The Independent Pricing and Regulatory Tribunal (IPART) NSW handed down their new pricing structure for water charges in NSW to start from 1 October 2021 with the review adding salt into the wounds of irrigators slammed with high prices, that the metering reform policy established by the NSW Government in 2019, is not meeting its promised objectives.

“We’ve been watching the train-wreck that is the implementation and administration of the NSW metering policy and working on solutions, to iron out barriers to compliance[1]” said Mrs Lowien.

“Detail in the attachments of the IPART review has highlighted the policy is also failing to meet expected efficiency or cost savings too” she said.

“IPART has had to blend metering administration charges because it was going to be more expensive for customers to have telemetry option that automatically sends metering data into the Government’s new custom-built system, rather than having staff visit metering sites to read a meter, up to four times a year as they do now” she said.

“This is despite during the consultation on metering rules, telemetry was encouraged by the Department on-top of the National Metering Standards, with promises by them it would be cheaper in the long run and good for water users” she said.

“IPART has blown this assumption out of the water” said Mrs Lowien.

“Having telemetry isn’t cheaper and isn’t providing any benefits to water users because the system isn’t working properly as it isn’t even integrated with any customer interface, the ordering system or river management” she said.

“IPART’s analysis indicates that metering administration can only get cheaper for water users when more than 25% of extra customers voluntarily opt in with a maximum discount of $37 per site available when another 75% voluntarily take it up.”
“Even with the government promised rebate, why would someone want to voluntarily add extra technology for more than $1000-$1500 to maybe save up to $37 down the track” said Mrs Lowien. 

“We do not see voluntary update as an option for water users, there are no benefits given how the system has been set up and it’s not even working properly”.

GIVEN EXERCISE 1 =>
Copy the records below word for word, from the line containing "in green jacket." through the end of the records.

EXTRACTED DATA =>
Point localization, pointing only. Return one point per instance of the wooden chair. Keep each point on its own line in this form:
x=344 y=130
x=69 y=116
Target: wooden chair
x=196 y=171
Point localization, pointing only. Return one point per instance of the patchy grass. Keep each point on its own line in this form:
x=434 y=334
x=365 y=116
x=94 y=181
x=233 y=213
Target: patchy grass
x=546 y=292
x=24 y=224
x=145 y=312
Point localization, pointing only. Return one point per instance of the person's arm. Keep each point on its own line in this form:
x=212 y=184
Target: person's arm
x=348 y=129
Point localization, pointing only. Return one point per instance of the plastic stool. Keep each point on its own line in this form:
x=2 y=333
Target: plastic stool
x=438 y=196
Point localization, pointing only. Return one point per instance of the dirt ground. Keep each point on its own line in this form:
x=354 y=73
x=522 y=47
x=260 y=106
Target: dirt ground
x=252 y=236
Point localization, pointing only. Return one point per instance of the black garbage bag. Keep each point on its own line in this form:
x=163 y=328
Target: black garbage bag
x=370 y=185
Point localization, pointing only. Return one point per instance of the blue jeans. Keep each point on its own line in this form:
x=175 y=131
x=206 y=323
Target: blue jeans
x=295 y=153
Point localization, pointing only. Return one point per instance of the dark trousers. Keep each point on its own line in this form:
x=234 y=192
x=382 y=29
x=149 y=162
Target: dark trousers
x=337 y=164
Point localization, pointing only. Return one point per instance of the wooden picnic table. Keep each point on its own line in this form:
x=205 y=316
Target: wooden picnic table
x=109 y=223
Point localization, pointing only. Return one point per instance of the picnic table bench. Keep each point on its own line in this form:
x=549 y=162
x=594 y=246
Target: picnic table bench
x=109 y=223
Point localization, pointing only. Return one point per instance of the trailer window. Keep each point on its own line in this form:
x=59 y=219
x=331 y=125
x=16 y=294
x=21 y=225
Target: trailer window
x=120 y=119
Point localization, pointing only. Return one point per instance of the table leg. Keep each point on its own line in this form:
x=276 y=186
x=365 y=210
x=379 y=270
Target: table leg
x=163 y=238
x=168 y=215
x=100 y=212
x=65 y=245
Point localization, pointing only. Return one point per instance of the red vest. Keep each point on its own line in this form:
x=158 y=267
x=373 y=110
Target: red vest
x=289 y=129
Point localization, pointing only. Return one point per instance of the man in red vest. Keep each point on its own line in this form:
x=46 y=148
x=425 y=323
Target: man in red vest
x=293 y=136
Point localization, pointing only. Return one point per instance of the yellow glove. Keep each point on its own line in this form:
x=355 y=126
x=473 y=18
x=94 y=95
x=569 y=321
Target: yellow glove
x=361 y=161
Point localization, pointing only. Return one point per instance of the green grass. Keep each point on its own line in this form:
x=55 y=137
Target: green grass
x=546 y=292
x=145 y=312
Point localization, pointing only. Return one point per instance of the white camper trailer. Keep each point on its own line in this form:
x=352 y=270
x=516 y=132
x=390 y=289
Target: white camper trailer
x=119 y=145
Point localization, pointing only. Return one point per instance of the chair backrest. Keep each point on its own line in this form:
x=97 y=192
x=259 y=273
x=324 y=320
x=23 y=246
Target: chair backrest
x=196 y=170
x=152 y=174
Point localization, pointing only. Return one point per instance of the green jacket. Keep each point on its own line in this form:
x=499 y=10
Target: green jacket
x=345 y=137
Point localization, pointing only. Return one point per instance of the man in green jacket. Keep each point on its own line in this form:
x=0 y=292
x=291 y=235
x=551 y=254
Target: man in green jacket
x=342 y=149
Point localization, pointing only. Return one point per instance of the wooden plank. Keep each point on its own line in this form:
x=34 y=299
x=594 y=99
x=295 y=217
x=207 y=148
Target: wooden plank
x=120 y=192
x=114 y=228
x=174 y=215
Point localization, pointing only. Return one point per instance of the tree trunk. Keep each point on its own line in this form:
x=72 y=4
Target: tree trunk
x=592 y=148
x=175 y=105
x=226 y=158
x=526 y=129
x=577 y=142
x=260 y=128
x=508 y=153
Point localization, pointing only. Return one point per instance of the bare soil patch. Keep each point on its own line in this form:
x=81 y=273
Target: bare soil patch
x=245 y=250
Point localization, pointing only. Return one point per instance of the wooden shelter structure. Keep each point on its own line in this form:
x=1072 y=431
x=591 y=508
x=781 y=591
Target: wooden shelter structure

GIVEN EXERCISE 2 =>
Repeat the passage on NSW water metering exactly, from "The Independent Pricing" through "its promised objectives.".

EXERCISE SOLUTION 1 =>
Point localization, pointing only. Return one point per instance of the man in green jacket. Keep each point on its own line in this form:
x=0 y=292
x=291 y=235
x=551 y=254
Target: man in green jacket
x=342 y=149
Point localization, pointing only. Return one point per instance of the wooden plank. Keep each point on its own line in this form:
x=34 y=299
x=594 y=99
x=295 y=217
x=207 y=148
Target: wooden plank
x=120 y=192
x=114 y=228
x=174 y=215
Point localization, pointing only. Return one point per instance of the tree trunk. Keep each point on its own line in this form:
x=72 y=4
Target: tree trunk
x=592 y=148
x=175 y=105
x=226 y=158
x=526 y=129
x=577 y=142
x=260 y=128
x=508 y=153
Point localization, pointing only. Return one point per instance of the bare soil patch. Keep each point on its own line in this form:
x=81 y=273
Target: bare soil patch
x=245 y=250
Point localization, pointing only. Return one point per instance of the wooden shelter structure. Keep each point on its own line in this form:
x=1072 y=431
x=591 y=508
x=781 y=591
Target: wooden shelter structure

EXERCISE SOLUTION 2 =>
The Independent Pricing and Regulatory Tribunal (IPART) NSW handed down their new pricing structure for water charges in NSW to start from 1 October 2021 with the review adding salt into the wounds of irrigators slammed with high prices, that the metering reform policy established by the NSW Government in 2019, is not meeting its promised objectives.